(Entries from a pointing dataset)
━━━

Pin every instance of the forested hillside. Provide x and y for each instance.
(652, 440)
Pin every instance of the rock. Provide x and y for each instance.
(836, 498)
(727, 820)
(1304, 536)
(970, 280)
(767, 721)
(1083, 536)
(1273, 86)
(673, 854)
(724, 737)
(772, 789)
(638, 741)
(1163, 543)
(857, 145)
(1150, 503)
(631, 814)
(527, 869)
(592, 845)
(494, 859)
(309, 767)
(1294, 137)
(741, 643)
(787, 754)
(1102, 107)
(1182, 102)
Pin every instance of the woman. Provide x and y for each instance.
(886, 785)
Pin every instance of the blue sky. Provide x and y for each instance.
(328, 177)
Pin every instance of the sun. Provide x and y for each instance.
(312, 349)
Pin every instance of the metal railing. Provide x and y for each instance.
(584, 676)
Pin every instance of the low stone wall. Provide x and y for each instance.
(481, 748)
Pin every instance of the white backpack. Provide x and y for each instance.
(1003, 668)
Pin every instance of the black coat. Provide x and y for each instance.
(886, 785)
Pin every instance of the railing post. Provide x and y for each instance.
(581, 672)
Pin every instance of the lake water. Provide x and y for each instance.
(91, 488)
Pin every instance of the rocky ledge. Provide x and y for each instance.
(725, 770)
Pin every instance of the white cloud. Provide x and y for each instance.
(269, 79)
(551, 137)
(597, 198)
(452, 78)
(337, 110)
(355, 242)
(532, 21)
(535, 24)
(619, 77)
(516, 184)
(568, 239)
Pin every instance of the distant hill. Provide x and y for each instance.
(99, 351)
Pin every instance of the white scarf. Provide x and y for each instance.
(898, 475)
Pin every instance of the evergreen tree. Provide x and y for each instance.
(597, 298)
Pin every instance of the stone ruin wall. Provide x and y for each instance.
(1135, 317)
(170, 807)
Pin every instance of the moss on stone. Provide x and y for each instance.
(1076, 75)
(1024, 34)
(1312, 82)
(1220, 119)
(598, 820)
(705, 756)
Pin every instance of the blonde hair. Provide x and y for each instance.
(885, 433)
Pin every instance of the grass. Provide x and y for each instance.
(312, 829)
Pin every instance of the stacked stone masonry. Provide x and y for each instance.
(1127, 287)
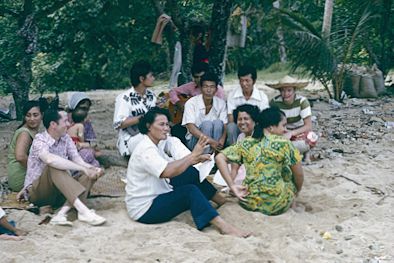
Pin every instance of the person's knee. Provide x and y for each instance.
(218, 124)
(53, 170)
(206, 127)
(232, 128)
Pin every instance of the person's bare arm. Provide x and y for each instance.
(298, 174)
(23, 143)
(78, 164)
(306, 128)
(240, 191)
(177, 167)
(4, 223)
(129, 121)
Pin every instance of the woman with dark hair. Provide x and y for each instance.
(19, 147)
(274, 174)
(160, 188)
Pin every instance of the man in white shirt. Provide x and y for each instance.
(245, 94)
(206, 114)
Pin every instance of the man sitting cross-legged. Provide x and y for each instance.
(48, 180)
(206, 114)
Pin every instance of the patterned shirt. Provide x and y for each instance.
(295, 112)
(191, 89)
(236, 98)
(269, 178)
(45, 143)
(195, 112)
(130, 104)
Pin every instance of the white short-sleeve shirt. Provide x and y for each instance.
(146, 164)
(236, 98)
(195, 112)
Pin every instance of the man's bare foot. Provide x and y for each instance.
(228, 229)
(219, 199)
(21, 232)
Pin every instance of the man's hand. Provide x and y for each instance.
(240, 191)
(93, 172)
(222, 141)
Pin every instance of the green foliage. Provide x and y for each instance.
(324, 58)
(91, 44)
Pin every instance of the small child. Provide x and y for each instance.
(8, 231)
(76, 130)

━━━

Reproduce the listing above with "Pin every instance" swapped for "Locate each instance" throughout and every other word unchanged, omitting the pictures from your answer.

Locate each instance of the forested hillside. Provide x and y for each instance.
(652, 440)
Locate each instance of the rock. Provide x and y for each instance.
(836, 498)
(727, 820)
(1304, 536)
(970, 280)
(767, 721)
(1083, 536)
(1273, 86)
(673, 854)
(724, 737)
(772, 789)
(638, 741)
(1163, 543)
(857, 145)
(1150, 503)
(631, 814)
(527, 869)
(592, 845)
(494, 859)
(309, 767)
(1294, 137)
(741, 643)
(787, 754)
(1102, 107)
(1182, 102)
Locate each instance of the woman. Provide x and y for each instance.
(886, 785)
Locate each instance of the blue sky. Provide x and y for each instance.
(328, 177)
Locate each instance of the sun. Provide x and y for each instance.
(312, 349)
Locate each instance of the metal railing. Provide x and y for each instance.
(584, 676)
Locate each instance of the low stone wall. Provide x and y for each instance.
(481, 748)
Locate each instance of the white backpack. Provide x and y for each instance.
(1003, 668)
Locate each instance of the black coat. Provide x and y for each instance.
(886, 785)
Locate each instance of the railing post. Provide x and y for each instance.
(581, 672)
Locate each instance of the lake water. Provide x and y for each instance.
(91, 488)
Locate each instance of the rocky ledge. Provide x and y for each instance.
(725, 770)
Locate each instance of the white cloud. Provide x and y for each instance.
(269, 79)
(551, 137)
(597, 198)
(452, 78)
(337, 110)
(355, 242)
(532, 21)
(535, 24)
(619, 77)
(516, 184)
(568, 239)
Locate each instance of the distant hill. Provide x and y for each instance.
(99, 351)
Locate each instance of the white scarf. Provide x and y for each instance.
(898, 475)
Locate each instance of the evergreen tree. Provide x and y for each instance.
(597, 298)
Locate each instance of the stone ruin wall. Provide x and y for each instance.
(1135, 317)
(170, 807)
Locate each instance of the moss on stone. Provide x and y for each instance.
(1076, 75)
(1024, 34)
(1312, 82)
(1220, 119)
(598, 820)
(705, 756)
Locate each instance of the blonde hair. Provide x and y for each instance.
(885, 433)
Locate each instance of the grass. Provide x and y for each instance.
(312, 829)
Locate each instance of the stacked stone masonry. Provide x and y for each instance.
(1127, 287)
Locate each instance of the person's knee. Provide x and y for each instance.
(218, 124)
(53, 170)
(206, 127)
(232, 128)
Locate each instance of the person's bare arm. Provide x and y for each instance.
(298, 174)
(23, 143)
(78, 164)
(306, 128)
(240, 191)
(177, 167)
(4, 223)
(129, 121)
Locate each instance of the woman with dark hair. Provide x and y for each instance.
(19, 147)
(274, 174)
(160, 188)
Locate each instance of the man in white shirt. Provide x and y for each instance.
(245, 94)
(206, 114)
Locate each instance of the man sitting cross-legged. Provide x and y for each instance.
(48, 180)
(206, 114)
Locate each instance of the patterned shirt. Provide x and y for each instance.
(295, 112)
(191, 89)
(236, 98)
(269, 178)
(45, 143)
(195, 112)
(130, 104)
Locate each instance of the white short-sleeve shirt. Provide x and y for each instance.
(146, 164)
(236, 98)
(195, 112)
Locate each instance of the man's bare foot. Provide x and y for each instance.
(228, 229)
(219, 199)
(21, 232)
Locate each instance of the man's hand. Provide x and y for each instance.
(240, 191)
(93, 172)
(222, 141)
Locate each instance of the green foliage. Provide x and y for each instance.
(324, 58)
(91, 44)
Locate each instance of the small child. Provide x and y for each instance.
(8, 231)
(76, 130)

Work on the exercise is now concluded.